What to work on:
a) In the holiday stress text, what should you do when things seem overwhelming?
b) Quote the holiday stress text from "Put in a liberal" up to and including "a blessed holiday!".

Study text:
____________________

The holidays can be very difficult as we navigate seldom-seen relatives amidst a flurry of activity. We can find tempers frayed as we become sleep-deprived as a result of increasing responsibilities. Too much to do in too little time can add to our holiday stress, and a limited income in addition to holiday bills can add to those challenges.

Put in a liberal dose of illness or infirmity, too much togetherness in too tight a space, and you have a disaster waiting to happen.

So what can we do? Ask for help. Don’t take all of the jobs on yourself. Pray. Take time to read your Bible. Try to stay on as normal a schedule as possible. Respect others’ need for privacy and ask that they acknowledge your need. Reach out the to person who seems determined to give you the hardest time, if you can. Take a walk when things seem overwhelming.

Depend on God to help you make it through. And, yes, it can be helpful to have a personal countdown of how many days you have left in this season. Give yourself something to look forward to, such as lunch out with a friend, and do not let anyone talk you out of this personal time that you need.

I pray that you will make it through successfully, and that you will have a blessed holiday!

Best,

Dr. Sheri

P.S. Now excuse me while I go make the family dinner, set up for it, and do the laundry while everyone else is at the beach. Oh, well….. I love my family and this is the way that I serve God.

____________________

Information supplied:

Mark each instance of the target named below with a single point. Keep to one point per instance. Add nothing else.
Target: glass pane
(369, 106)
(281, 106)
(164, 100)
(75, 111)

____________________

Solution set:
a) Take a walk.

b)
Put in a liberal dose of illness or infirmity, too much togetherness in too tight a space, and you have a disaster waiting to happen.

So what can we do? Ask for help. Don’t take all of the jobs on yourself. Pray. Take time to read your Bible. Try to stay on as normal a schedule as possible. Respect others’ need for privacy and ask that they acknowledge your need. Reach out the to person who seems determined to give you the hardest time, if you can. Take a walk when things seem overwhelming.

Depend on God to help you make it through. And, yes, it can be helpful to have a personal countdown of how many days you have left in this season. Give yourself something to look forward to, such as lunch out with a friend, and do not let anyone talk you out of this personal time that you need.

I pray that you will make it through successfully, and that you will have a blessed holiday!